Provided text =>
Beiträge von Alain Raap

Ken (and Jerry), here's another option I used for our messed up table mdl_backup_courses:

Save this query to an input file (for example query.sql), you can use your own timestamps for laststarttime, lastendtime and nextstarttime. Keep in mind that lasstarttime must be a timestamp before lastendtime and that nexstarttime must be the scheduled time of your automated backup settings (in my example 01:30).

use your-moodle-database-name;
select "TRUNCATE mdl_backup_courses;";
select "INSERT INTO mdl_backup_courses ( courseid, laststarttime, lastendtime, laststatus, nextstarttime) VALUES ( " , id , " , " ,  UNIX_TIMESTAMP('2019-03-05 08:05') ,"," , UNIX_TIMESTAMP('2019-03-05 08:10') , " , 3, ", UNIX_TIMESTAMP('2019-03-06 01:30'), ");" from mdl_course order by id;

The query generates an sql script that regenerates your mdl_backup_courses based on all the courses in mdl_course:

Run the query.sql on your database server with:

mysql -s -uyour-db-user -pyour-db-user-password  < query.sql ( > output.sql )

Example output.sql

TRUNCATE mdl_backup_courses;
INSERT INTO mdl_backup_courses ( courseid, laststarttime, lastendtime, laststatus, nextstarttime) VALUES (      1        ,      1551769500      ,       1551769800       , 3,   1551832200      );
INSERT INTO mdl_backup_courses ( courseid, laststarttime, lastendtime, laststatus, nextstarttime) VALUES (      2      ,      1551769500      ,       1551769800       , 3,   1551832200      );
INSERT INTO mdl_backup_courses ( courseid, laststarttime, lastendtime, laststatus, nextstarttime) VALUES (      3      ,      1551769500      ,       1551769800       , 3,   1551832200      );
INSERT INTO mdl_backup_courses ( courseid, laststarttime, lastendtime, laststatus, nextstarttime) VALUES (      4      ,      1551769500      ,       1551769800       , 3,   1551832200      );

...
...

Now load the output.sql with:

mysql -s -uyour-db-user -pyour-db-user-password  < output.sql

Your table mdl_backup_courses is recreated with the content of table mdl_course.

Ken, just thinking out loud, would it be possible to run a bash script against the automated backup php script?
I built a bash script that reads a file with course-ids, calls the backup cli script for each course-id  and that is
run via the Linux cron in the weekend. Only  that script doesn't look at the number of days of a course last
change in the parameters or the number of backups that must be present of each course. I'd like to find a
way to exclude the 'problem'  courses and to run the automated backup without the courses that make the run
fail each time.

What to do =>
a) Copy the part of the post on rebuilding the mdl_backup_courses table from "mysql -s -uyour-db-user -pyour-db-user-password  < output.sql" to "fail each time.".
b) Translate this sentence from the post on rebuilding the mdl_backup_courses table into Spanish: "Your table mdl_backup_courses is recreated with the content of table mdl_course."
c) Write the next part of the post on rebuilding the mdl_backup_courses table, picking up after its final sentence.

Supplied material =>
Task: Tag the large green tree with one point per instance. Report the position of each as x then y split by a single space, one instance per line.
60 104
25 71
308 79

Task-by-task outputs =>
a)
mysql -s -uyour-db-user -pyour-db-user-password  < output.sql

Your table mdl_backup_courses is recreated with the content of table mdl_course.

Ken, just thinking out loud, would it be possible to run a bash script against the automated backup php script?
I built a bash script that reads a file with course-ids, calls the backup cli script for each course-id  and that is
run via the Linux cron in the weekend. Only  that script doesn't look at the number of days of a course last
change in the parameters or the number of backups that must be present of each course. I'd like to find a
way to exclude the 'problem'  courses and to run the automated backup without the courses that make the run
fail each time.

b) Su tabla mdl_backup_courses se vuelve a crear con el contenido de la tabla mdl_course.

c)
This is the (simple) bash-script (file courses.txt contains the course-ids) to run a backup list outside Moodle cron;

#!/bin/bash
# ------------------------------------------------------------------------------
# Script: backup_moodle_courses.sh
#
# - Backup a list of courses with admin/cli/backup.php
#
# Writer:       Alain Raap
# Date:         24-01-2019
# ------------------------------------------------------------------------------
exec > >(tee -i /tmp/backup_moodle_courses.log)
exec 2>&1

# ------------------------------------------------------------------------------
# Set parameters
# ------------------------------------------------------------------------------
SCRIPT="backup_moodle_courses"
COURSES="/tmp/courses.txt"
COMMAND="$MOODLE_ROOT/admin/cli/backup.php"
PHP="$PHP_COMMAND_PATH"
BACKUP_PATH="/path-to-your-automated-backup-courses-map"

echo "${SCRIPT}: Start backup script"
# ------------------------------------------------------------------------------
# Read input file with course-id's to backup
# ------------------------------------------------------------------------------
while read COURSE_LINE ; do
   ID="$(echo ${COURSE_LINE} | cut -d',' -f1)";
   NAME="$(echo ${COURSE_LINE} | cut -d',' -f2)";
   echo "${SCRIPT}: Backup of course: " $ID " - " $NAME;
   echo "$PHP $COMMAND --courseid=${ID} --destination=${BACKUP_PATH}"
   $PHP $COMMAND --courseid=${ID} --destination=${BACKUP_PATH}
done < ${COURSES}

echo "${SCRIPT}: End backup script"
exit 0

Example courses.txt:

1500,Course A
1501,Course B
1502,Course C
1503,Course D

Thanks for thinking out loud Ken! I have the server where I truncated the mdl_backup_courses table up and running again and there the automated backup was running ‘normal’ again.

I did this in three steps:

- truncate mdl_backup_courses and wait until the table was recreated again with all the courses (laststatus for all courses = 5).

- I updated the table with laststatus = 1, start/endtime with a valid timestamp (endtime after starttime) and nextstarttime with the timestamp for the next nightrun

- the automated backup uses the parameters that are valid for the (nightly) batchrun 

This helped me to get it working again on one server (not the production server and with Moodle 3.5.4+!)

It’s not the ideal situation but a workaround to get the automated backup run back on track again.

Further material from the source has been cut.